======== Records

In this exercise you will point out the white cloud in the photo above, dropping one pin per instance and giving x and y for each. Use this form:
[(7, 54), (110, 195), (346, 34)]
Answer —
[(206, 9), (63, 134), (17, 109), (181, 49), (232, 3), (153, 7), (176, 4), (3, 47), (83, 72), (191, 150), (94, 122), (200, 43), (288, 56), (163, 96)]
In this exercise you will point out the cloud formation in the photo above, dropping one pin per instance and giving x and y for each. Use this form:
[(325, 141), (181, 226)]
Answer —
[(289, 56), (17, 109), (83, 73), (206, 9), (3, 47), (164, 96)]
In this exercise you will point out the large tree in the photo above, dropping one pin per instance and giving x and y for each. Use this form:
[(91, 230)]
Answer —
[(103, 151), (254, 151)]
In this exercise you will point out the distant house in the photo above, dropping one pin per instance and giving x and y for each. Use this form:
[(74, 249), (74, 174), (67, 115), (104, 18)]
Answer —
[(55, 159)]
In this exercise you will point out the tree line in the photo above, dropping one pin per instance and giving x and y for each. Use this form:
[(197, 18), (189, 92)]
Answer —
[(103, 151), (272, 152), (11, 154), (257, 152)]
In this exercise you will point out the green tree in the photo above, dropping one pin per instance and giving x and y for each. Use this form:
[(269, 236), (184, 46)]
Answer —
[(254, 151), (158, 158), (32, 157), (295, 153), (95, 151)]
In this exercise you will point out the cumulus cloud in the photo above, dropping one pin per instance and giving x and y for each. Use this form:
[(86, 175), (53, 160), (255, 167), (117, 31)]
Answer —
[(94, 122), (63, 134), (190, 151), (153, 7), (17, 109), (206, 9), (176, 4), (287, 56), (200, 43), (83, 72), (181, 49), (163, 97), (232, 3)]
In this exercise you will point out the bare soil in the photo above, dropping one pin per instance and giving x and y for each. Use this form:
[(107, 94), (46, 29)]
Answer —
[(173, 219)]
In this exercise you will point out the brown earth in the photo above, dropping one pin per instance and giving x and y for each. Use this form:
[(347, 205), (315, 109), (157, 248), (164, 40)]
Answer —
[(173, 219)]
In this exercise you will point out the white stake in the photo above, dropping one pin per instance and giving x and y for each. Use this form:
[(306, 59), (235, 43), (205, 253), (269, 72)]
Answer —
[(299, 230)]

================

- Exercise goal
For every line of the records that includes the string "cloud", add one to a tally; the answer is that tally alone.

- Response
3